[The data]:
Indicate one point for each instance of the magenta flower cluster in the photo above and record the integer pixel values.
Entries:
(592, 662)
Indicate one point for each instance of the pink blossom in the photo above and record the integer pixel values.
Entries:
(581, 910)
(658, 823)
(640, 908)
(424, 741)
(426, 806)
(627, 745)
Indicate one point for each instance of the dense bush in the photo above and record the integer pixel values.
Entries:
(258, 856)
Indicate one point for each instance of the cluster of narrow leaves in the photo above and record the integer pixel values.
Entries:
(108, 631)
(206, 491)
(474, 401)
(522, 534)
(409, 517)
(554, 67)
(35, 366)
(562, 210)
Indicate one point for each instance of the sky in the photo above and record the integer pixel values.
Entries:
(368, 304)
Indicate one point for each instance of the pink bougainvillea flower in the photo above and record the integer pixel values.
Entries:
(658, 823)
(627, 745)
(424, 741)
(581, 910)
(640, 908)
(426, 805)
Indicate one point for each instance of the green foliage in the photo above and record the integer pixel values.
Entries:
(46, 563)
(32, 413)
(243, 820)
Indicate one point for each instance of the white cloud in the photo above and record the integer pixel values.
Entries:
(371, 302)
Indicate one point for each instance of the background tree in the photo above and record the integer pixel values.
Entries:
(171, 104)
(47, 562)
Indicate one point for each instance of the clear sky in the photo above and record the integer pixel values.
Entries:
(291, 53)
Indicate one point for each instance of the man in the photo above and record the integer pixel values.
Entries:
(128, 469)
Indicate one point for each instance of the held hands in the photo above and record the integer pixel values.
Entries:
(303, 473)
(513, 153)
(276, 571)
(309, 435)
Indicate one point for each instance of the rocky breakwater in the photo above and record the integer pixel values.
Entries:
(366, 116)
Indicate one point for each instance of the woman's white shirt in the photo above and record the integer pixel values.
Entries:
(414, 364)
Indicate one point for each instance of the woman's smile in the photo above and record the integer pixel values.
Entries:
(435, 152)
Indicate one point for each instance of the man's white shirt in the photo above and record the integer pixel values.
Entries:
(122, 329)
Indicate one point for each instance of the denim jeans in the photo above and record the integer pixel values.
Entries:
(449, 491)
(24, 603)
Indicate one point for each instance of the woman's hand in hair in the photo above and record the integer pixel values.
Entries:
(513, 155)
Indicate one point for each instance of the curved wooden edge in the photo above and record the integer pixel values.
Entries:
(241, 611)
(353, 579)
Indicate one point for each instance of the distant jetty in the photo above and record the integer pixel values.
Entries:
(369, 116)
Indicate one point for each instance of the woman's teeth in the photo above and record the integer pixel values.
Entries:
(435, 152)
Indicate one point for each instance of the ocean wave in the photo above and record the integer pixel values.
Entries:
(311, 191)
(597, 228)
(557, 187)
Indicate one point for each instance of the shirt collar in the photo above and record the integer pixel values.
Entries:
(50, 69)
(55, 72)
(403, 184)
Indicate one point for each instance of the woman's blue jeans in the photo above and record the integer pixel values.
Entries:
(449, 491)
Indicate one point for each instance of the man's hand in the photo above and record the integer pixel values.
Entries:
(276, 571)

[Exercise objective]:
Lines from the top of the data above through the line with "Indicate one point for each instance of the held", both ends included: copy them exactly, nothing more.

[Completed exercise]:
Indicate one point for each instance of the magenta flower cluster in the photo above and record the integer pixel values.
Entries:
(592, 662)
Indicate one point for each instance of the pink blossom in the photo above and record the integer pixel values.
Entries:
(581, 910)
(658, 823)
(640, 908)
(424, 741)
(426, 806)
(627, 745)
Indicate one point for each instance of the dense bush in the photo above and record the integer pixel values.
Entries:
(258, 856)
Indicate one point for each instance of the cluster of narrow leaves in the photo above and record the integer pixel values.
Entries:
(108, 631)
(206, 491)
(474, 401)
(522, 534)
(409, 517)
(554, 67)
(35, 366)
(562, 210)
Indicate one point for each instance of the sky in the photo above and record the integer pixel values.
Entries:
(368, 304)
Indicate one point for each instance of the pink bougainvillea flower in the photo above and record the integer pixel values.
Entries:
(658, 823)
(627, 745)
(424, 741)
(581, 910)
(640, 908)
(426, 805)
Indicate one point for each instance of the green foliage in the photo above and record the integer pixel values.
Entries:
(46, 563)
(32, 413)
(243, 820)
Indicate one point for each instance of the white cloud in the photo above and record the integer pixel values.
Entries:
(371, 302)
Indicate one point for each instance of the background tree in the photo above and record the integer pixel values.
Entries:
(171, 104)
(47, 562)
Indicate one point for each instance of the clear sky in the photo above and record the integer pixel values.
Entries:
(291, 53)
Indicate one point for each instance of the man in the photo above and record the integer pixel values.
Entries:
(128, 469)
Indicate one point for each instance of the held hands in the photo above and record the integer pixel values.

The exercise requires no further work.